◆ Exercise description:
Transcribe the data verbatim and drop its images.

◆ Records shown:
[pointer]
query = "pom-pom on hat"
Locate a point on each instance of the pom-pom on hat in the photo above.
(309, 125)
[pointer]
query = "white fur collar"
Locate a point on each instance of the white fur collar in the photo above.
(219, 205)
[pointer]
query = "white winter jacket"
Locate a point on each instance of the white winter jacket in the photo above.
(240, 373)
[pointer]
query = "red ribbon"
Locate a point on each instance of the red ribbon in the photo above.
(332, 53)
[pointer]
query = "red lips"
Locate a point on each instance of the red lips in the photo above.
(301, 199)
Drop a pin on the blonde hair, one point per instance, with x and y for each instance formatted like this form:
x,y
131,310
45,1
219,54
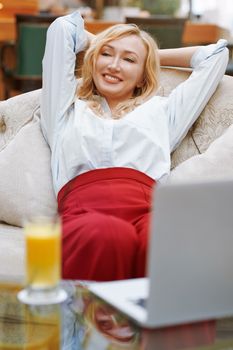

◆ Result of the exercise:
[pointer]
query = "pom-pom on hat"
Locate a point on each instance of the pom-pom on hat in the photo above.
(309, 125)
[pointer]
query = "white fur collar"
Locate a point on each instance of the white fur collar in the photo above.
(219, 205)
[pointer]
query = "white winter jacket"
Locate a point on each instance of the white winter jacket in the photo above.
(240, 373)
[pointer]
query = "red ribbon"
Locate a point on each instance of the red ribbon in the photo above.
(332, 53)
[pointer]
query = "red lips"
Locate a point on each instance of the red lips in the photo above.
(301, 199)
Drop a pin on the blonde hair, one point per instance, with x and y for each instance formatted like this form:
x,y
131,310
45,1
219,54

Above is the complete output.